▸ **Quoted passage**
%%

Web Recon

Gathering information on web directories, vhosts, subdomains and technologies

The primary goals of web recon are to:

  • Identify assets (web pages, subdomains, IP address, tech stacks, etc.)
  • Discover hidden information
  • Analyze the attack surface
  • Gather information that can be leveraged for further exploitation.

Similar to recon targeted toward other environments and services, web recon can be categorized into passive and active recon.

  • Passive Recon avoids interacting with the target(s) directly.
  • Active Recon interacts with the target(s) directly.

This article will mainly go over Active Recon techniques.

Subdomain Discovery

Subdomains exist as extensions to a main domain. For example, domain example.com may have subdomains blog.example.com, shop.example.com and so on. Subdomains can be set up to point to the same or different IP addresses as the main domain, making it an easy way to organize and access different network resources.

There are many ways to discover subdomains.

Subdomain Brute Forcing

Subdomain brute forcing uses a wordlist of common subdomain names (dev, blog, admin, mail, etc.), prepent each of them to the main domain and queries it against a DNS server, either a public one or a private one on the target network.

Tools such as DNSEnum can be used for subdomain bruteforcing

dnsenum --enum <DOMAIN> -f <WORDLIST>

Certificate Transparency Logs

Certificate Transparency (CT) Logs are public, append-only ledgers that record the issuance of TLS certificates. When a Certificate Authority (CA)issues a new certificate, it must submit it to multiple CT logs for anyone to inspect. CT logs exist to maintain the trust in the Public Key Infrastructure by exposing rogue certificates and the CAs that issues them.

However, CT logs also provides a publically available and definitive list of subdomains to attackers.

crt.sh is a simple, web-based search tool for CT Logs. Below is a search result for haoyingcao.xyz, which discovers subdomains leikah.haoyingcao.xyz and www.haoyingcao.xyz among others.

%%

▸ **What is needed**
Answer these about the web recon article:
(a) Which kind of recon does the article mainly go over?
(b) What tool does it name for subdomain brute forcing?
(c) What web-based search tool for CT logs does it mention?

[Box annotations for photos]
%%

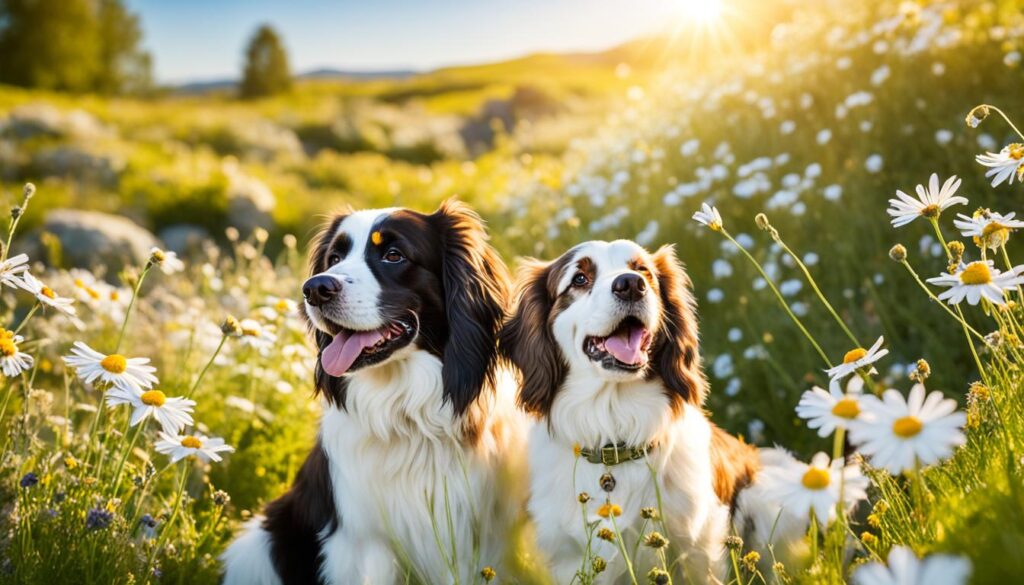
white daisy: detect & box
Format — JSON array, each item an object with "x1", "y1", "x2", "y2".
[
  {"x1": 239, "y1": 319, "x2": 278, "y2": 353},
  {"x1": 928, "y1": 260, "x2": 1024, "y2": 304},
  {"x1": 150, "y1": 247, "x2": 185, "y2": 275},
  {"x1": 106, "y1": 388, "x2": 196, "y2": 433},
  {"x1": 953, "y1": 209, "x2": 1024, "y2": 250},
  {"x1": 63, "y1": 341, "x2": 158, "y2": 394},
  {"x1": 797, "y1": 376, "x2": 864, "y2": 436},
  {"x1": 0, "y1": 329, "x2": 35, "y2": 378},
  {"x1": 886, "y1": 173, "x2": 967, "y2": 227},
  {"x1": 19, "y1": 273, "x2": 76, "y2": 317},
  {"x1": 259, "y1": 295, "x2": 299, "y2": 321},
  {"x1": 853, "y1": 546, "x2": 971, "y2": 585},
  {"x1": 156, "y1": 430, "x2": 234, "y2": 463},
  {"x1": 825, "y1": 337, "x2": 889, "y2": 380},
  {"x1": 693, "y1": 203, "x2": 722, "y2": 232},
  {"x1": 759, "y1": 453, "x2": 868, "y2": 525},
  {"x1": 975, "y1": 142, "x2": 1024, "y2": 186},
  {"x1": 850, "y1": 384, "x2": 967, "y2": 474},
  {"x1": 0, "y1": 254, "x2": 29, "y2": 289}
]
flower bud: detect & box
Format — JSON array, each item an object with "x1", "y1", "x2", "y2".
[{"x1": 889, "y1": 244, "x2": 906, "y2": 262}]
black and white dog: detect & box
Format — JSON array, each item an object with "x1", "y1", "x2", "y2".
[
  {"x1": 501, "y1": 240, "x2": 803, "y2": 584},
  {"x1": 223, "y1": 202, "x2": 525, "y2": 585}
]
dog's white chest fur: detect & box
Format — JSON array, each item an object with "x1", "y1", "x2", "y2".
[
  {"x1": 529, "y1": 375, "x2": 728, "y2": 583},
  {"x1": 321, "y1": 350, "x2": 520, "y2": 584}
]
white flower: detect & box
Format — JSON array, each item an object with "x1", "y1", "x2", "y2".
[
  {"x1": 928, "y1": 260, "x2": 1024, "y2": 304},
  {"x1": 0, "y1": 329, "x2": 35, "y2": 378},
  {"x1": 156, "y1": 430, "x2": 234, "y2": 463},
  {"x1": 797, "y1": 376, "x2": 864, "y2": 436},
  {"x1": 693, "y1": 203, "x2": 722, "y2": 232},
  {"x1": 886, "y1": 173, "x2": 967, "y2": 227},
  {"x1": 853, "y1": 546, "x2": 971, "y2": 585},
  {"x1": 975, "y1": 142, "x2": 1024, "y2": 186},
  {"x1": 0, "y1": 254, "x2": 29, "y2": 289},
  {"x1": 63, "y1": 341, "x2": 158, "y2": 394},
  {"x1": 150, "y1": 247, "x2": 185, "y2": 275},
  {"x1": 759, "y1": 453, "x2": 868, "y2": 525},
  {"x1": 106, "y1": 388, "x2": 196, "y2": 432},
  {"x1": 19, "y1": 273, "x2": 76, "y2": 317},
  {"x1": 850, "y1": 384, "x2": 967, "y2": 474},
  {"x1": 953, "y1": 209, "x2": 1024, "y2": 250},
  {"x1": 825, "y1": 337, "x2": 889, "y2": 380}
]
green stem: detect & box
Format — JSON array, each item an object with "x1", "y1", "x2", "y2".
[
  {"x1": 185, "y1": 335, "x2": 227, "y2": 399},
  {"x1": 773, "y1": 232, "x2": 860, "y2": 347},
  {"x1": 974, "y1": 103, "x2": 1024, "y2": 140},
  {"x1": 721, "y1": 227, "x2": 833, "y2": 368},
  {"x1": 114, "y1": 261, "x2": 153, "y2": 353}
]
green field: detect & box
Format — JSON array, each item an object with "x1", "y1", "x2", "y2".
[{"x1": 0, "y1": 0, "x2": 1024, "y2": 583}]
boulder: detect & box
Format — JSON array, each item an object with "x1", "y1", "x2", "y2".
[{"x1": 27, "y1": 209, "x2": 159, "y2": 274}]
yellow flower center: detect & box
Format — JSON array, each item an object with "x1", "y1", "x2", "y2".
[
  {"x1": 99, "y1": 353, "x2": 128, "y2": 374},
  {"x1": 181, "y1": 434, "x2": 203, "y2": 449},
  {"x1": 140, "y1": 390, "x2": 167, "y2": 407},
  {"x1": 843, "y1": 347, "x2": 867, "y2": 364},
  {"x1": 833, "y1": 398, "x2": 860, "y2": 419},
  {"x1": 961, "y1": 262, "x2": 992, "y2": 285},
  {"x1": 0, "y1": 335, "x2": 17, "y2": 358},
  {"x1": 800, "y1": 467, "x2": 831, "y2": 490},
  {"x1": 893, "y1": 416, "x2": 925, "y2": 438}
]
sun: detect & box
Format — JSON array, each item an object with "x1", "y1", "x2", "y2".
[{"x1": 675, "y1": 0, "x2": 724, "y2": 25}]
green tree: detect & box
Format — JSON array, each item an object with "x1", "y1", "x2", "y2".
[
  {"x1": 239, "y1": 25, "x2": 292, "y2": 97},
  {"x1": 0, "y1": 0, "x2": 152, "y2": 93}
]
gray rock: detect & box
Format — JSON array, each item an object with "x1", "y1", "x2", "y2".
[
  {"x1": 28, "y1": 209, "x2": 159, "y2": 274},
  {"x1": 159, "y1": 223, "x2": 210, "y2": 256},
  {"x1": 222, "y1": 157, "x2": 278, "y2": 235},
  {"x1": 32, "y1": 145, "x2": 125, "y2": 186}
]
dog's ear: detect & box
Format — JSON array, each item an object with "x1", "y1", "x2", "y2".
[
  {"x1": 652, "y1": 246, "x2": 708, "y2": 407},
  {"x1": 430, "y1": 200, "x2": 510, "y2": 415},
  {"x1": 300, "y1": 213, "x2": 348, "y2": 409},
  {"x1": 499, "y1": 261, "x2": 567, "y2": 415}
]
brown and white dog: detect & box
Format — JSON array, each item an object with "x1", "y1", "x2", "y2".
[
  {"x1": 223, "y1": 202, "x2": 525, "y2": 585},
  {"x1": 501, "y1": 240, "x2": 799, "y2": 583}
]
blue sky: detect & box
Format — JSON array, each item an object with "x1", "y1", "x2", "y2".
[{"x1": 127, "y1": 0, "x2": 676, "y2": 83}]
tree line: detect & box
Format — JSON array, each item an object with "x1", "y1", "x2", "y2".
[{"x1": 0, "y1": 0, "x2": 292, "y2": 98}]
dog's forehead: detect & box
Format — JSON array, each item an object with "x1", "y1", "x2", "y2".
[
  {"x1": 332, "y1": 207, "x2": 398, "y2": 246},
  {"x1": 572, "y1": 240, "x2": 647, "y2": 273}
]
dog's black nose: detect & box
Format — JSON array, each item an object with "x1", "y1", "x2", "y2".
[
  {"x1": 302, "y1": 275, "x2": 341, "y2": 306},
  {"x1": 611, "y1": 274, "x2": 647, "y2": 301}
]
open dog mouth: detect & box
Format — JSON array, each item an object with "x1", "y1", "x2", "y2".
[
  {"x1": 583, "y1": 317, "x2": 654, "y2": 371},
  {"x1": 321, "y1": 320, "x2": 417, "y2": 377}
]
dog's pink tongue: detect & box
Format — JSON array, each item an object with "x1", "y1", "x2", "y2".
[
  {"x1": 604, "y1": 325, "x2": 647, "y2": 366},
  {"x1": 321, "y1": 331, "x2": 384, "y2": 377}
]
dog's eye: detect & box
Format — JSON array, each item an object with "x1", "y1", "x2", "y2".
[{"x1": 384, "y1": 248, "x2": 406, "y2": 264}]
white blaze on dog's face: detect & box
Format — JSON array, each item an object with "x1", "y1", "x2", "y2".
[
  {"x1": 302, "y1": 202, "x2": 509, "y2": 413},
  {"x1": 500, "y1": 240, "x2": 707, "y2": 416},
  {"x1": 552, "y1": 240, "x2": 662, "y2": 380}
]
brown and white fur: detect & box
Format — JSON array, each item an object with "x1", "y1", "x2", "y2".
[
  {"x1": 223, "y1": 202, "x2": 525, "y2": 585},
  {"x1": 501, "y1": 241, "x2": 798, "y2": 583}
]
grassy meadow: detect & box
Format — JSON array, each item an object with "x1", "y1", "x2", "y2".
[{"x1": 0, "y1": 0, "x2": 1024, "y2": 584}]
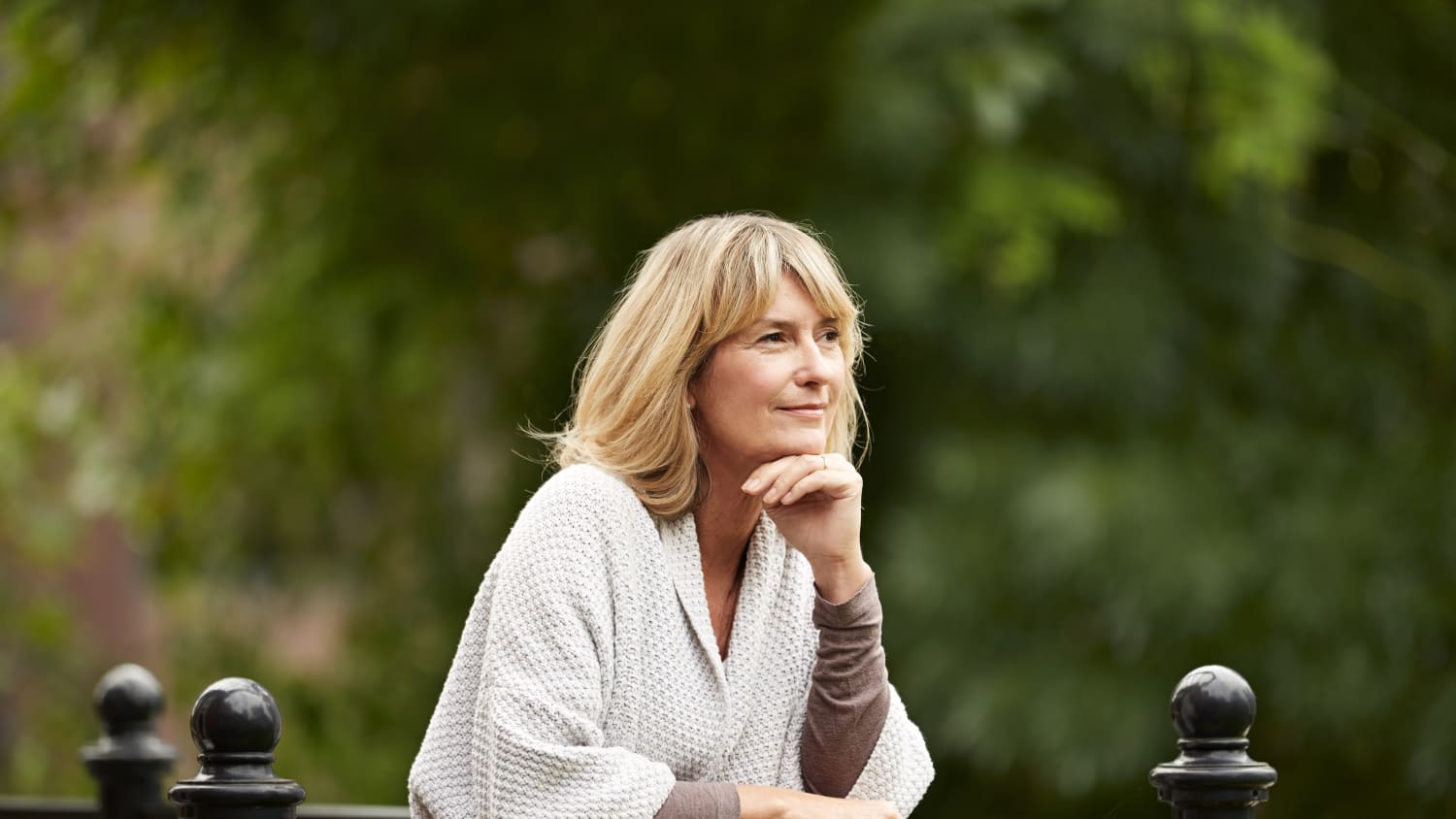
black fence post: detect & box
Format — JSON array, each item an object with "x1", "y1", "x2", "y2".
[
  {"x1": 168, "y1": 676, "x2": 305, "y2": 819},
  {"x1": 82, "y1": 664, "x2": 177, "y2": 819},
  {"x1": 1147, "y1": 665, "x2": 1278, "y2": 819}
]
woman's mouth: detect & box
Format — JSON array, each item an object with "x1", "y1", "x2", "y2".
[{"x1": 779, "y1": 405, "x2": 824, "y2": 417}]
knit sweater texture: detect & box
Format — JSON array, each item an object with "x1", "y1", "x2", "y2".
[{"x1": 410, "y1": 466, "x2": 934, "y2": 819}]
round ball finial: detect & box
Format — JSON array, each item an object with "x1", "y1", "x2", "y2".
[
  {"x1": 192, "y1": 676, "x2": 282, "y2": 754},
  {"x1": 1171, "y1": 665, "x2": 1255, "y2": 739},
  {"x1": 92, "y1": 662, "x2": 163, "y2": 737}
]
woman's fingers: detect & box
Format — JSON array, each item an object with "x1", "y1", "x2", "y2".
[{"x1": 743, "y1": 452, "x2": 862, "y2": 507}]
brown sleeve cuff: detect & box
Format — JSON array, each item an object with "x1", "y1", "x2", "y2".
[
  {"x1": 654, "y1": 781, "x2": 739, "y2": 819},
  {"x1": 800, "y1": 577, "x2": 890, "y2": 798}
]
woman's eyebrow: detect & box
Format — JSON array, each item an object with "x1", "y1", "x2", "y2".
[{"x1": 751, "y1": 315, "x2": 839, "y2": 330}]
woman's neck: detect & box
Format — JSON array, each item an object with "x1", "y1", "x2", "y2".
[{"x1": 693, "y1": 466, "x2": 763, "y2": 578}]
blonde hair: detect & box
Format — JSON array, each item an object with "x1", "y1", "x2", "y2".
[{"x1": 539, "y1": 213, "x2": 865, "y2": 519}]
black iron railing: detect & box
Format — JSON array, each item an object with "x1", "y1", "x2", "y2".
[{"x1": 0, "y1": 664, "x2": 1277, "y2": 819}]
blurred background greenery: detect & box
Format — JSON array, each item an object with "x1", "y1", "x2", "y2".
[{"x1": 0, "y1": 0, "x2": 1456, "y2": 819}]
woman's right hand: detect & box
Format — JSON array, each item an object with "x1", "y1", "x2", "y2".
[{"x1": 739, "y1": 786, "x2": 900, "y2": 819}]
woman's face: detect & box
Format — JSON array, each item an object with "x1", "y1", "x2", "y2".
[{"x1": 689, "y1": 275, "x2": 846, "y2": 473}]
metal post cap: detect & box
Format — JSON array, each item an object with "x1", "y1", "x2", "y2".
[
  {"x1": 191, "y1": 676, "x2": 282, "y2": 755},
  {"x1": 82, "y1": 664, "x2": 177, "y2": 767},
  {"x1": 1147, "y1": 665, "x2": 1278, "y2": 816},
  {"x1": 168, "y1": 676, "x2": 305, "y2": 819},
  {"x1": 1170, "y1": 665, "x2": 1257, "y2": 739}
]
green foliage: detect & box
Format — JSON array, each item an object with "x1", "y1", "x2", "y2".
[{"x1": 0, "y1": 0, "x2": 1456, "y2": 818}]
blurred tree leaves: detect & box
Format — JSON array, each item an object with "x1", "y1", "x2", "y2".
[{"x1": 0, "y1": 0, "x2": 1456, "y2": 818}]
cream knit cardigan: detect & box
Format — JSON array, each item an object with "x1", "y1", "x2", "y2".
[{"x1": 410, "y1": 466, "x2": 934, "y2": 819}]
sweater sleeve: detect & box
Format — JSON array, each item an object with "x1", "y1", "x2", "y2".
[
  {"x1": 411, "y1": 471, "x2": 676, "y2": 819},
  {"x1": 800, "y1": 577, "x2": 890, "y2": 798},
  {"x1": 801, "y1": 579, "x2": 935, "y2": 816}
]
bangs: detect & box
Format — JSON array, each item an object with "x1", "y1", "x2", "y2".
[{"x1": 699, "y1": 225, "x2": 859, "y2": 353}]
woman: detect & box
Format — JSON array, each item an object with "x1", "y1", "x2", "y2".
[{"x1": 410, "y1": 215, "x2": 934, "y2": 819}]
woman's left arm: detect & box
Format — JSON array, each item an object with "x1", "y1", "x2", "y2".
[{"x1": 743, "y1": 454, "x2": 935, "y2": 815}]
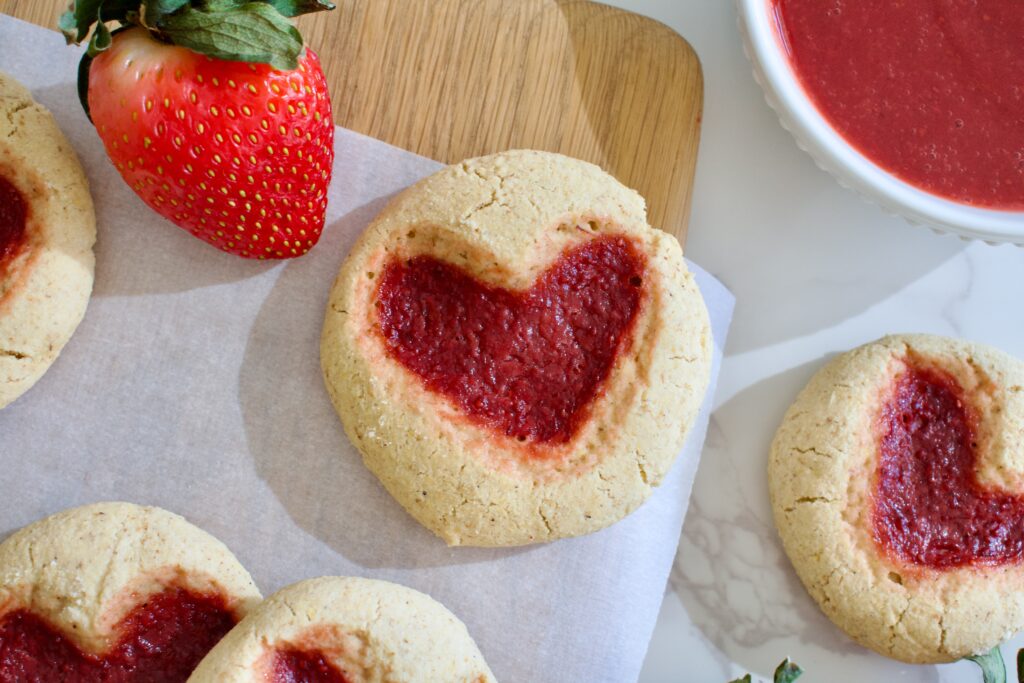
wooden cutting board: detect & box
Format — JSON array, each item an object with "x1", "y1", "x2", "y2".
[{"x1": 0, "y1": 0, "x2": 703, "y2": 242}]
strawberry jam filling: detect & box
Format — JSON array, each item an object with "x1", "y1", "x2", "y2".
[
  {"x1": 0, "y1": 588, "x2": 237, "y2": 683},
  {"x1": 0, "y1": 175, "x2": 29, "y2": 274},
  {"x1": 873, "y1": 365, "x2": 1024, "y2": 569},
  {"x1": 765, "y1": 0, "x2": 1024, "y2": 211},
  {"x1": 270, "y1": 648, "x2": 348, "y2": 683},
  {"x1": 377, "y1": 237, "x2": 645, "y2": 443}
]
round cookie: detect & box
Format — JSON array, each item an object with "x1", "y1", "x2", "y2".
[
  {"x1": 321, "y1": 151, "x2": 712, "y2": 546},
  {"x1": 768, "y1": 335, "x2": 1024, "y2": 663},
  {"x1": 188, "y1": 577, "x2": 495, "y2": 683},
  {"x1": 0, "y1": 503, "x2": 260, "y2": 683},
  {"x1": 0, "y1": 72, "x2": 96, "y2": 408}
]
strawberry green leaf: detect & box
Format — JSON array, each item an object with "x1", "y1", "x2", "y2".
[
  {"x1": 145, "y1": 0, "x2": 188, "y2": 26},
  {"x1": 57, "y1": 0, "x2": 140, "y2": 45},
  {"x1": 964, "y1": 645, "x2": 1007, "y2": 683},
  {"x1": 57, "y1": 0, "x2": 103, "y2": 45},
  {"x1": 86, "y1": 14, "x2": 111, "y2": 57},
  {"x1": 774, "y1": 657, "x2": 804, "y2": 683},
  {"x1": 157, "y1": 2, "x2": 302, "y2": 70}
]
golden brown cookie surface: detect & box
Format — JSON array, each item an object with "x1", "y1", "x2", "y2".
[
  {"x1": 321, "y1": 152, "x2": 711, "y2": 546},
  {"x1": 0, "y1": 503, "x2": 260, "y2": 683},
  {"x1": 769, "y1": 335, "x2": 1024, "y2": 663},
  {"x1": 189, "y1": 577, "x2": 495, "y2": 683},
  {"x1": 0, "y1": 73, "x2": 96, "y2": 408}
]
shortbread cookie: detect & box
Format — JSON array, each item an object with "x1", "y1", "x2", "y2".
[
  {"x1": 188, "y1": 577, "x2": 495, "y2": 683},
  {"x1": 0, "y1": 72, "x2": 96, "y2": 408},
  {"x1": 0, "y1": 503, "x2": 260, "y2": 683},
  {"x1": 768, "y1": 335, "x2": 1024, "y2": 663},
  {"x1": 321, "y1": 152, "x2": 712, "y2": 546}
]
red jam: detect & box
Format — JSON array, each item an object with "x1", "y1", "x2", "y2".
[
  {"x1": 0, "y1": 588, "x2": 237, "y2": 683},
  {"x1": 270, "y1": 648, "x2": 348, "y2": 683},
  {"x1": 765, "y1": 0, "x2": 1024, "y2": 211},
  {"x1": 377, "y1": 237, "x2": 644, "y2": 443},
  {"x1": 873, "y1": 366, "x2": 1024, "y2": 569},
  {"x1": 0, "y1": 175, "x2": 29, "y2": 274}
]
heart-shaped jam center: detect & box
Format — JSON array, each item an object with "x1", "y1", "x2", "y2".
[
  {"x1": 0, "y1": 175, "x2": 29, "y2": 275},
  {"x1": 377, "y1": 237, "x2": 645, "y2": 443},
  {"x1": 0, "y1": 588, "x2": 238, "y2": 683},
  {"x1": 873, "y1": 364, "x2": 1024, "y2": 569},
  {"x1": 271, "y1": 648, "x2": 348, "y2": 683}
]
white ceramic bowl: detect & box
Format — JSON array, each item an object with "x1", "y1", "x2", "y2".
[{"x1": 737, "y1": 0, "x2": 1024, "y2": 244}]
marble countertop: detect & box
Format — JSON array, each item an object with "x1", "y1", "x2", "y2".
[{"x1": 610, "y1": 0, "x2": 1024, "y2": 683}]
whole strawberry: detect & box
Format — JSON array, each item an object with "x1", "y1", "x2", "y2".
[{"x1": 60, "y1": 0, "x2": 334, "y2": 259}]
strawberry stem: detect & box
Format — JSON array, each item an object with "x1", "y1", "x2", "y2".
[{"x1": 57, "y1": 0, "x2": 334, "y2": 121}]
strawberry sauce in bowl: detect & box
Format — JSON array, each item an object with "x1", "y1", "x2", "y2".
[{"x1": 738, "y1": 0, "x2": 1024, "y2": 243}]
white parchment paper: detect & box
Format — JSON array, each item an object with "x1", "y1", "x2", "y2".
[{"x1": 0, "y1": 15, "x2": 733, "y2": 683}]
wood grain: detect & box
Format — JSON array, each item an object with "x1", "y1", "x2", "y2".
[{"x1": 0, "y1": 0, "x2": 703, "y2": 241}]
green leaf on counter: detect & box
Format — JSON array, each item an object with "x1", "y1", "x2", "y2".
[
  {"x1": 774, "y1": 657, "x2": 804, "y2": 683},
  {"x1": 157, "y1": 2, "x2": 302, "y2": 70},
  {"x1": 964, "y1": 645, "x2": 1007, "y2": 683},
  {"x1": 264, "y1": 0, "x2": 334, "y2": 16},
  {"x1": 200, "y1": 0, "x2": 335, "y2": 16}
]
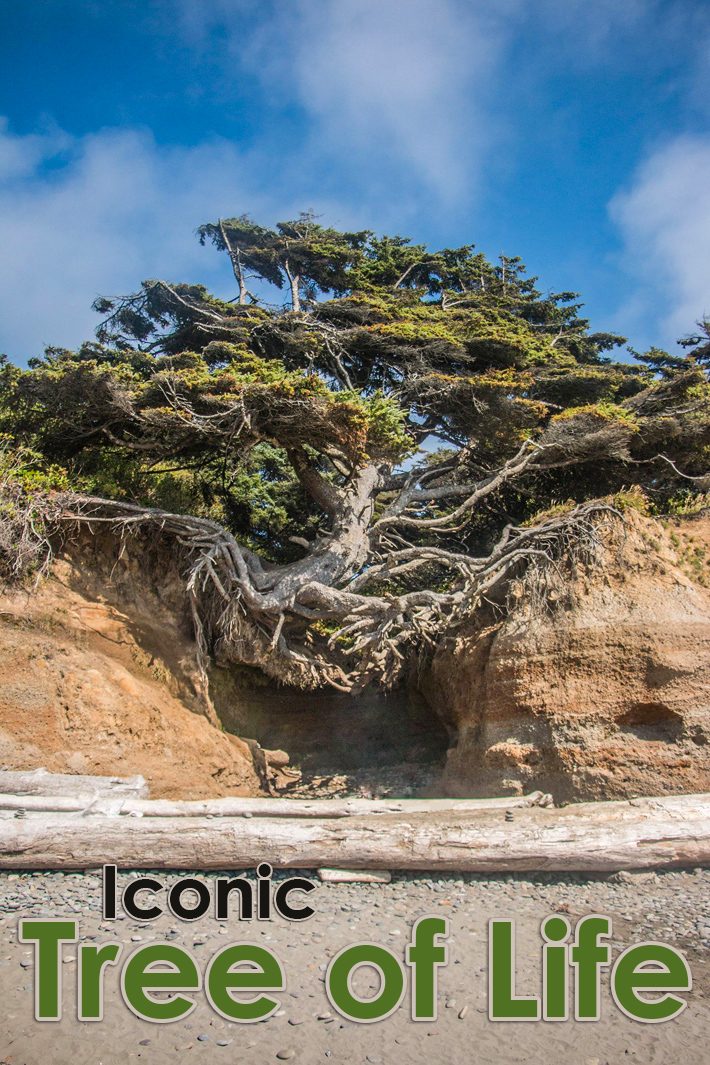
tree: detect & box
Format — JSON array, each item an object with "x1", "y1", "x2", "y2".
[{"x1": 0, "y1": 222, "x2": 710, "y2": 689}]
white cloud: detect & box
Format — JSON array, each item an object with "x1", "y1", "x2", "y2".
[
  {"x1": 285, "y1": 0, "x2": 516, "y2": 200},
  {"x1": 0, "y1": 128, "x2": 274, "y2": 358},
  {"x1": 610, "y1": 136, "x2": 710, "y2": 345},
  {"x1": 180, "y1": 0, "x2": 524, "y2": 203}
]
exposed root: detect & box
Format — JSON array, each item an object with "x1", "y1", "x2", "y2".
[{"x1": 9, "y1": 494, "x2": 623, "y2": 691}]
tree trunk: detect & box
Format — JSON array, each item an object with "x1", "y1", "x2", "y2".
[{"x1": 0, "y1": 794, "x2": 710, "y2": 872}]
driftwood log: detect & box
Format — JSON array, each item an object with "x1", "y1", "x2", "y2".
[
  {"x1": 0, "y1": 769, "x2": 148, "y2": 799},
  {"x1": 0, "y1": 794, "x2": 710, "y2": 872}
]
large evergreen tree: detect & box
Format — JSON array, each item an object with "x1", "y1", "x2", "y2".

%%

▸ **Problem solution**
(a) Active Recon
(b) DNSEnum
(c) crt.sh